Items from a dataset:
===============

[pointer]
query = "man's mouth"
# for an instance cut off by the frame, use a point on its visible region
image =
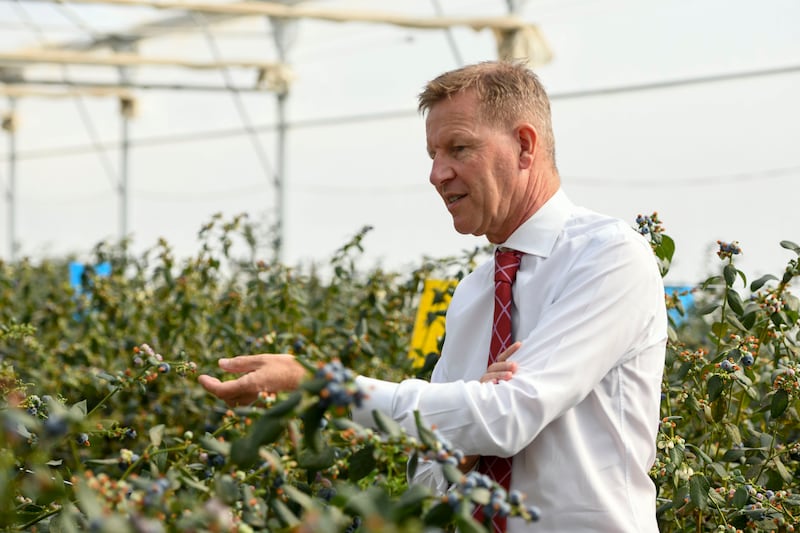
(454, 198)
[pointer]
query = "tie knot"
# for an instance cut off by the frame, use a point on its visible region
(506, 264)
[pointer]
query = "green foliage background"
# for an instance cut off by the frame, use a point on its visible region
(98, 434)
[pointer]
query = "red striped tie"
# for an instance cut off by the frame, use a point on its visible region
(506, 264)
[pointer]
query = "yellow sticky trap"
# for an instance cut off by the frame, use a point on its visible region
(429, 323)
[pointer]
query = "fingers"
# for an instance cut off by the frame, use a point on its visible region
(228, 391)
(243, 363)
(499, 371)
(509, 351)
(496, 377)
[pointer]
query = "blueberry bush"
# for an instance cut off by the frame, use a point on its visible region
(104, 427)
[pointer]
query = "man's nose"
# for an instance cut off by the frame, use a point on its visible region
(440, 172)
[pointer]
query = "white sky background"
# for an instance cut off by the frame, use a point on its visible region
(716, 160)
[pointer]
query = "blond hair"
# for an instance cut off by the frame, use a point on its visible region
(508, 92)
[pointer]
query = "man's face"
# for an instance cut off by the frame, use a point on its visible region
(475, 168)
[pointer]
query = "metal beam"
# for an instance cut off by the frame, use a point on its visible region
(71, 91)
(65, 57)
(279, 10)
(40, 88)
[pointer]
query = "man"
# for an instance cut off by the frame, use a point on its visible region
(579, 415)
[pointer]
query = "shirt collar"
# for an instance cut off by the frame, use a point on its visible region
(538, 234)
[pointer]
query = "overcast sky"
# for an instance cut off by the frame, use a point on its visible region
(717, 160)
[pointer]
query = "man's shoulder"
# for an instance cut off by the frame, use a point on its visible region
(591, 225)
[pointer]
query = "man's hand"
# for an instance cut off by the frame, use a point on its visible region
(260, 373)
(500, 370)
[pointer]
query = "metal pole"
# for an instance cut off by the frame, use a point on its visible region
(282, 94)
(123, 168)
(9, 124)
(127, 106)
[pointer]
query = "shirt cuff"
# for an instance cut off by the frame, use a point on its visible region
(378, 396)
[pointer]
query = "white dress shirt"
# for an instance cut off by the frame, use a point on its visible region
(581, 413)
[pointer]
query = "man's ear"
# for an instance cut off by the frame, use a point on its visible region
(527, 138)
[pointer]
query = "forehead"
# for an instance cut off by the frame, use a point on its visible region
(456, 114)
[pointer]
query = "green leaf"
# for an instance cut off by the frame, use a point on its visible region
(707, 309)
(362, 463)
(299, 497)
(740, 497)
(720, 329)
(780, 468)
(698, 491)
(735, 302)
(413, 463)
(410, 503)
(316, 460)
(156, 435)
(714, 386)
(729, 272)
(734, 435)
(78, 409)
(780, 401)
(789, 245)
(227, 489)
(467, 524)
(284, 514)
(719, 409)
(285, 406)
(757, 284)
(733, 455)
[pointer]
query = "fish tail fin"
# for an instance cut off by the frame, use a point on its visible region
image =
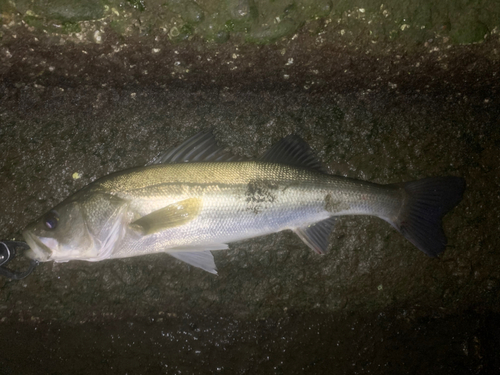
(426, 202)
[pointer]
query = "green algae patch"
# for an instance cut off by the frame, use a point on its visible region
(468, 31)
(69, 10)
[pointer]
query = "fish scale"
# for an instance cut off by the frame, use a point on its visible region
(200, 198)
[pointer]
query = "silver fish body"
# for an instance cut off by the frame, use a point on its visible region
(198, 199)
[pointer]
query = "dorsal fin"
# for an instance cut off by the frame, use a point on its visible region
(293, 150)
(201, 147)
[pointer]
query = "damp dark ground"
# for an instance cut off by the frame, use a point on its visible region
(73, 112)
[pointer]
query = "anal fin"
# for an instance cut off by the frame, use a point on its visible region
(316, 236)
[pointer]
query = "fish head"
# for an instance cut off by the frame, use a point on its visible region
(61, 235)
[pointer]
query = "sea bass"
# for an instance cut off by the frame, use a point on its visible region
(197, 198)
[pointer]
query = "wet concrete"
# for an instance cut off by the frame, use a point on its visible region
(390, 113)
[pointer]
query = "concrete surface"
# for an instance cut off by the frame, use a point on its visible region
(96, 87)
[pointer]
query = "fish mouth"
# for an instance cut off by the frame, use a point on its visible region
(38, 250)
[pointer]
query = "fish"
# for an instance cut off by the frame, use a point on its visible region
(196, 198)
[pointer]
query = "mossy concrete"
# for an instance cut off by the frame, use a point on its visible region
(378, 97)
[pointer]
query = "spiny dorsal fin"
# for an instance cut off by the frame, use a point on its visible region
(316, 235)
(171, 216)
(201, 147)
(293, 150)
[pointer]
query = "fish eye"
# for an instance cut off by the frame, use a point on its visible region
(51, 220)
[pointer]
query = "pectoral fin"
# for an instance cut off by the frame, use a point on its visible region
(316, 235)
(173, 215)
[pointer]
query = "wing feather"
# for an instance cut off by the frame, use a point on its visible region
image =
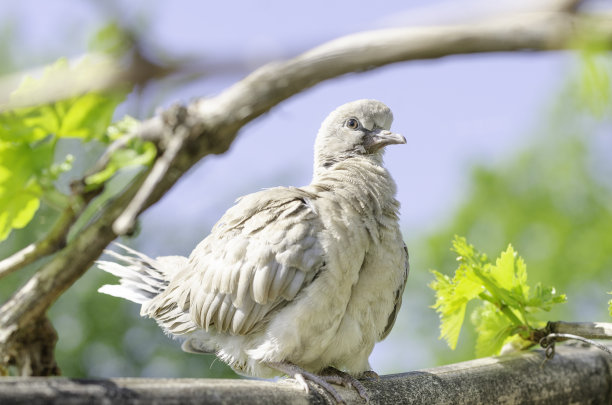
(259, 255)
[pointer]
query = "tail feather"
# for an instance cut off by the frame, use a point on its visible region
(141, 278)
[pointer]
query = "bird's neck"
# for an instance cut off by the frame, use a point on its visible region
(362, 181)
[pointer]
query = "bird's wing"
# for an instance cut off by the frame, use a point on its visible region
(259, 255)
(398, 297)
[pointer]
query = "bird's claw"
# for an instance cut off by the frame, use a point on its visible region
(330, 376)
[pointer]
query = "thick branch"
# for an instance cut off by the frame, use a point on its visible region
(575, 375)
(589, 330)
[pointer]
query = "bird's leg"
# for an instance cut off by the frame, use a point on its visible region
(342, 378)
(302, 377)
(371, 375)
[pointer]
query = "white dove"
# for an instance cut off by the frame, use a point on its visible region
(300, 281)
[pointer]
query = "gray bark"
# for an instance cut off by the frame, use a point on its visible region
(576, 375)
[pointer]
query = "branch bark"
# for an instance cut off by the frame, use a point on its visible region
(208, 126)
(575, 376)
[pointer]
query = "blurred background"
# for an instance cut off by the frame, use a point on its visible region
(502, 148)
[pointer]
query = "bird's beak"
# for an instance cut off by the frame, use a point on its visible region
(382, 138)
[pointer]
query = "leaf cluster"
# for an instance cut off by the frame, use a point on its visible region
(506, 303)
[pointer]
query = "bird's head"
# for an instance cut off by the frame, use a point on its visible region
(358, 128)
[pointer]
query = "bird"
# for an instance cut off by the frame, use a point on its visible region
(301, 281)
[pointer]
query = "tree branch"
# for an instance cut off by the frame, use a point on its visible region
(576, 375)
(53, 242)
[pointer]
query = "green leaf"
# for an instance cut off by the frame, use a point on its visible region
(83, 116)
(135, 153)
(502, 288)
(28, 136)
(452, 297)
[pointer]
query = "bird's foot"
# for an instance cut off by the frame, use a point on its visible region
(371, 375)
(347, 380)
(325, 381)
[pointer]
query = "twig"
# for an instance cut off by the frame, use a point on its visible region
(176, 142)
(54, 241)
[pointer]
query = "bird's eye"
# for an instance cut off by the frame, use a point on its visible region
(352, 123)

===============

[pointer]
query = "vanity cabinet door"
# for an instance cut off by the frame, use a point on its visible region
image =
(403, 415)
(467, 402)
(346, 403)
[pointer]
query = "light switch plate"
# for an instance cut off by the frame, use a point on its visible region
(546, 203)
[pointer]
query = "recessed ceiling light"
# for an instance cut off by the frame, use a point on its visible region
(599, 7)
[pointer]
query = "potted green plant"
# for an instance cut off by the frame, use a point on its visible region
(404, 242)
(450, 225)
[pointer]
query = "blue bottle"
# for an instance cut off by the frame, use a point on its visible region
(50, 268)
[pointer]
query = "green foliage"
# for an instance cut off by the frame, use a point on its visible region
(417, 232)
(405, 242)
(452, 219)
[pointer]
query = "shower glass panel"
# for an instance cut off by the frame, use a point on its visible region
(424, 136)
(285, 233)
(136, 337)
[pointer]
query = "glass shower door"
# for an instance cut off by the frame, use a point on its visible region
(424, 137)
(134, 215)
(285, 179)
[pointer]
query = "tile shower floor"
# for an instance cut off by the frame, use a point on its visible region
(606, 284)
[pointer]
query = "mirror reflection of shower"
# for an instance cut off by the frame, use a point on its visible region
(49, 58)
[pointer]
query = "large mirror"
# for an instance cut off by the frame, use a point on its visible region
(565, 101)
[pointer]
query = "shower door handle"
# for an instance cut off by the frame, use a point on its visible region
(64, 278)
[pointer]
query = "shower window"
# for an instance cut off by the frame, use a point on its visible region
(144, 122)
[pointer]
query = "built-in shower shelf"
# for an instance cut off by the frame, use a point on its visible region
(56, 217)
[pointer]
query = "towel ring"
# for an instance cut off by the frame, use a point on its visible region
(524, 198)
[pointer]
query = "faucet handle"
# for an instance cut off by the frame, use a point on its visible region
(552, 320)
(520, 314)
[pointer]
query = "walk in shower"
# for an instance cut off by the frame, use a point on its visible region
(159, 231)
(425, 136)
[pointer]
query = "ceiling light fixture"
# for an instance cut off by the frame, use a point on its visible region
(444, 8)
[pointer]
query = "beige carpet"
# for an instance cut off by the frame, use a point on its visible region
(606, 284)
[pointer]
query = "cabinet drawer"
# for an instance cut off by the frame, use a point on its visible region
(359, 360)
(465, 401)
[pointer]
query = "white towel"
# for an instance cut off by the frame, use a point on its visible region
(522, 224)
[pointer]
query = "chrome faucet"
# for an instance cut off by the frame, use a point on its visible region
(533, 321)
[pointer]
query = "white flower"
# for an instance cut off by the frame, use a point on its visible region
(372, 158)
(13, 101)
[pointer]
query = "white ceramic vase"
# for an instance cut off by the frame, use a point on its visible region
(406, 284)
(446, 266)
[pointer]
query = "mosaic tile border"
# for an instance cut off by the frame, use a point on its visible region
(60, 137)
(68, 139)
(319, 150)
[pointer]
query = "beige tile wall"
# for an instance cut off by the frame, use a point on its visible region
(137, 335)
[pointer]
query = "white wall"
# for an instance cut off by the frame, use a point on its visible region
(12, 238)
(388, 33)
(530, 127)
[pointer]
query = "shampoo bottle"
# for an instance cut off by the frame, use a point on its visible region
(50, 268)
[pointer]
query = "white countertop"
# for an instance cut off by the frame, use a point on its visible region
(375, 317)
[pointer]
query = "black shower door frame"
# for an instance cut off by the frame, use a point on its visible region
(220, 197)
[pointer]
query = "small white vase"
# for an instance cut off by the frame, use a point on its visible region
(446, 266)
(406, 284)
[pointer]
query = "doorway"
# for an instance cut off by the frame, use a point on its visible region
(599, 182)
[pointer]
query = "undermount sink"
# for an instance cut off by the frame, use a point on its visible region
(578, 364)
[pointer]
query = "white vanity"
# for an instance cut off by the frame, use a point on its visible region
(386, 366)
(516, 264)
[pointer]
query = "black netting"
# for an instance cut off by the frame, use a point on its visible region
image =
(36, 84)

===============

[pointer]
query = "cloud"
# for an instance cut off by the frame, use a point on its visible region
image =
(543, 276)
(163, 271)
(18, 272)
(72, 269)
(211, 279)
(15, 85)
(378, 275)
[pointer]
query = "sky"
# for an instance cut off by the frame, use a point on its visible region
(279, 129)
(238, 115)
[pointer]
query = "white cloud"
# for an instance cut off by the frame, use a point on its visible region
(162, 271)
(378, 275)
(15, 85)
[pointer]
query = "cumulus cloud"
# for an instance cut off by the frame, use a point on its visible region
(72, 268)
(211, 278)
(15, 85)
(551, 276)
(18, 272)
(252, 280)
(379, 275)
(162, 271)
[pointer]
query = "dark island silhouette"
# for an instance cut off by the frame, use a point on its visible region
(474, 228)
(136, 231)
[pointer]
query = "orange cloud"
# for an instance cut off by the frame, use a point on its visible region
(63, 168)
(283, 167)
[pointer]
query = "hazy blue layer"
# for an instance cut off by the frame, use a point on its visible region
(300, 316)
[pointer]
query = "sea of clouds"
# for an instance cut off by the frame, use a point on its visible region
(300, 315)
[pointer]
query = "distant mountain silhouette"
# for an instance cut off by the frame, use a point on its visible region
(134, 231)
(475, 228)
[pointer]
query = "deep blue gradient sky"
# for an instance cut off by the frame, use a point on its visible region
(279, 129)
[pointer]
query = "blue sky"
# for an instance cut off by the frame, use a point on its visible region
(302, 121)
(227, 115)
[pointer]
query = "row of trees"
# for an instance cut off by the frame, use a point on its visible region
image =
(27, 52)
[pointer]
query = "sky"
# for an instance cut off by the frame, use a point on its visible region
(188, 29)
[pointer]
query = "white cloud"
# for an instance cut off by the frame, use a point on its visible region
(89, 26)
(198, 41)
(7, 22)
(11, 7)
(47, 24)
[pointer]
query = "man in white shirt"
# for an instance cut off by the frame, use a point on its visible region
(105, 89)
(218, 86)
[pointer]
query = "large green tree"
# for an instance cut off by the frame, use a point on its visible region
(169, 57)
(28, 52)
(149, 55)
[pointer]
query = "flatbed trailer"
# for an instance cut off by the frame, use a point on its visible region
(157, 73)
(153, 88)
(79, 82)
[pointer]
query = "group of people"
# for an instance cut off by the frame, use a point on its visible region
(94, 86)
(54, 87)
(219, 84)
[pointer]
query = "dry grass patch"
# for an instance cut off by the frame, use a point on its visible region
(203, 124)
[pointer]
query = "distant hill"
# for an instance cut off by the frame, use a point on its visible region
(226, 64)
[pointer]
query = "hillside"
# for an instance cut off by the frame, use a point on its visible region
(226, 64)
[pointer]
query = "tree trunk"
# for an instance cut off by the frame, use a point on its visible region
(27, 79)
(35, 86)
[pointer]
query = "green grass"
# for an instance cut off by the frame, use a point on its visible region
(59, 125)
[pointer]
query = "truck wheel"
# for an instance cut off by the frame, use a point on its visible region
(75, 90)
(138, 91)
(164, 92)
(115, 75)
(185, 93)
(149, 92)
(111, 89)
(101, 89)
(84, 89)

===============

PROMPT: List every line above that contains the word "wall", matching case.

OUTPUT BELOW:
query = "beige tile wall"
query = "white wall"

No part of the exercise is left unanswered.